• [Do this] Continue the forum review of the H-Audio Ebony speakers from the point where it stops.
-- Quoted text start --
# Another H-Audio Ebony Review



## 6262ms3 (Feb 27, 2008)

I've had these in for about a month, all I can say is I [email protected]#king love these mids! They're in the doors of an '07 Mazdaspeed 3 getting 100w each from a JL Audio HD900/5, HU is an Alpine CDA9835, paired with Polk Audio SR ring radiator tweets, sub is an SI BM12mkIII.

Mid-bass is solid and clean. I started off at 80hz/12db since they weren't playing very low, but once they broke-in they gained a bunch in the low end. I've now settled on 63hz/24db and they have no problem with it, they just keep taking more volume and never lose their composure. My car does have some bizarre off-axis peaking in the 200hz range, at first I thought the mids were brutally muddy but it would go away when I moved my head down on-axis. I cut -5db at 200hz and it cleaned up the worst of it. This is the first system I've had with actual mid-bass, it's great on songs like ***** Galore by the Roots and Thin Line by Jurassic 5 where the kick has little sub-bass. The ebony's give it great snap, plus kick drums in general have nice detail. On Rainy Day by Guster the beginning has thumpy hand drums that alternate left/right like a clock ticking, the eb's give them depth and a very wide stereo image without any farting or other bad behavior. Stand-up acoustic bass is something that many speakers have trouble with, but every bit of tone and warmth comes through on these, so well that I've been seeking out songs I have with stand-up bass in them just to enjoy it. Hell, all bass guitars sound great on these, as a bassist it's just awesome to hear the subtleties that are usually lost. Out of curiosity I turned off the sub and dropped the x-over to 40hz, they played way lower than I expected and at moderate volumes put out a good amount of bass.
-- Quoted text end --
-- Record set start --
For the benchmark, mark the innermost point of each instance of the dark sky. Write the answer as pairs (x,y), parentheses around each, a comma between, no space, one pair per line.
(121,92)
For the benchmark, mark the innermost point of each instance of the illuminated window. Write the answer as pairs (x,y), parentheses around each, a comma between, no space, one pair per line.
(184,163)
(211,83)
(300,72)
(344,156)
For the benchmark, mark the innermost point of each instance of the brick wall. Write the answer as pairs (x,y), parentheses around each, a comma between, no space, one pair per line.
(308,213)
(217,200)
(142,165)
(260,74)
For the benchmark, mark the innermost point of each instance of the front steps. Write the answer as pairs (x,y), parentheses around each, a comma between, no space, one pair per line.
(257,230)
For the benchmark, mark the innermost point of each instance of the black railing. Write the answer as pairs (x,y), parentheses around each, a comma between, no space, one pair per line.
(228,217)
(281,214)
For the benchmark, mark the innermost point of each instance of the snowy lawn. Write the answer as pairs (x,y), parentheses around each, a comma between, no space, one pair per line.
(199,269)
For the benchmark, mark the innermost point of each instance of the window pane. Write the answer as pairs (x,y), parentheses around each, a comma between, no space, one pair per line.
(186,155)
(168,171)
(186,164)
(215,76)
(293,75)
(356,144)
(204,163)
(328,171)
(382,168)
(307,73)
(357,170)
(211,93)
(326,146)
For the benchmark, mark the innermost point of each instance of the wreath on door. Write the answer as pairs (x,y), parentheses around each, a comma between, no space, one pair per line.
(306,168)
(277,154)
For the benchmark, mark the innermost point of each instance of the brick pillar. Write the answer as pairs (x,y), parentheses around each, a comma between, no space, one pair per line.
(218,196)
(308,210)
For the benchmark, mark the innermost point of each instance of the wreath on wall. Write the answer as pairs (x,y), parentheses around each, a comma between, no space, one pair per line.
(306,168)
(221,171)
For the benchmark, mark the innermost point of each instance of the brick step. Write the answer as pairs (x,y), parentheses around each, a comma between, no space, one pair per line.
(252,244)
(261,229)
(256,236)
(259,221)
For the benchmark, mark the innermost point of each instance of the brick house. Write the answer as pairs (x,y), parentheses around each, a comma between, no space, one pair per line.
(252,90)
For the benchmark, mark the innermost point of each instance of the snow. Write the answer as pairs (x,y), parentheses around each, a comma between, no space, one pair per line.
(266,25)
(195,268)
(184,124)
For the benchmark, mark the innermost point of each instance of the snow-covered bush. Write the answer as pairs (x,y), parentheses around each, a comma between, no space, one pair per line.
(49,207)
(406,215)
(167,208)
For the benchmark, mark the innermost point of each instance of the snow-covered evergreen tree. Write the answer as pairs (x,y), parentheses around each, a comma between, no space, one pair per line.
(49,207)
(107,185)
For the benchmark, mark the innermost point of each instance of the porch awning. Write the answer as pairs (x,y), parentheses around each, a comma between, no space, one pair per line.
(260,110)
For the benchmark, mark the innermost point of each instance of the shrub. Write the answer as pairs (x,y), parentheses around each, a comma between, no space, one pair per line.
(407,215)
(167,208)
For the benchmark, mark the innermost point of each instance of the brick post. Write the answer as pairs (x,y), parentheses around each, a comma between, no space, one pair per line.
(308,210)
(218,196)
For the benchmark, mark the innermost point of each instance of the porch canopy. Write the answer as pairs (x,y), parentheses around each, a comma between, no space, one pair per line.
-- Record set end --
• [Answer for this exercise]
Midrange on these has changed the way I think about midranges, in my stoopid head I always thought tweeters provided most of the detail, man was I wrong. Previous mids include JL XR and Focal KP, the Eb's stomp them both in detail without ever getting harsh. My favorite x-over was 2khz/12db but for tweeter reasons I had to bump up to 2.5k/12db. Tried 3.2k at various slopes but didn't like how they sounded (I think more due to mounting location than the mids themselves). They do have a darker sound but with way more detail than I was expecting, plus tons of bite. Electric guitars really cut through, I did cut -1db at 2.5k as it was a bit too aggressive. Baritone sax and synths also come alive on these, I just keep hearing tiny subtleties that were previously never there, on songs I've been listening to for years. Strings, vocals and horns all sound great, reverb on vocals had tons of depth and warmth. They just never lose their composure no matter how much volume you want out of them.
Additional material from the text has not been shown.